Here are a few things to consider when deciding whether you should pursue an idea. Remember, it takes the same amount of effort to develop a bad idea as it does to develop a good one. So be selective.
1. What’s your idea? Start by clearly defining what your idea is about. If you can’t explain it in two sentences, others may have trouble understanding it, so spend some time refining it until it becomes clear and concise.
2. What problem does it fix? Here’s another point where being concise is important. The more people experience the problem your idea solves, the more likely you are to succeed. There’s also the case where, even though a problem might only affect a small portion of the population, if your business model is highly lucrative, this may matter less.
3. How is this problem being addressed now? What does the current process look like? Are there middlemen in the supply chain? Think how Amazon made book buying cheaper and easier. Think how iTunes made music buying cheaper and easier. How does your idea make the current process cheaper and easier?
4. How many direct competitors are there? A bit of an obvious concern. The more competitors, the tougher it will be to stand out. If competition is unavoidable, think of ways in which you can dodge some of it by tweaking a few things about your approach.

> WORK REQUEST 1
According to the guide on evaluating ideas, in how many sentences should you be able to explain your idea?
> WORK REQUEST 2
For each statement, decide whether it agrees with the guide on evaluating ideas and quote the words that settle it: (a) Developing a bad idea takes more effort than developing a good one. (b) Having more competitors makes it harder to stand out. (c) iTunes is given as an example of making music buying cheaper and easier.
You won't need the material to complete the tasks.

[Collected data entries]
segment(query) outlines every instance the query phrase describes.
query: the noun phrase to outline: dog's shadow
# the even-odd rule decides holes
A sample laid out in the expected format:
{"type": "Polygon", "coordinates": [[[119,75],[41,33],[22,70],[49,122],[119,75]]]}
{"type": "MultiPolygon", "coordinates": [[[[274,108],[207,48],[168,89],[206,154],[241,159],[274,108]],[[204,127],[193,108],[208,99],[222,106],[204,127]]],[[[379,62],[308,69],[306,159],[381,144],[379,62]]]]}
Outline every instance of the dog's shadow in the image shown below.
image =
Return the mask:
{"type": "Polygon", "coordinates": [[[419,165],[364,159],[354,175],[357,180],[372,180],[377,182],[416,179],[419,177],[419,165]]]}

> TASK RESULT 1
In two sentences.

> TASK RESULT 2
(a) No: "it takes the same amount of effort to develop a bad idea as it does to develop a good one."
(b) Yes: "The more competitors, the tougher it will be to stand out."
(c) Yes: "Think how iTunes made music buying cheaper and easier."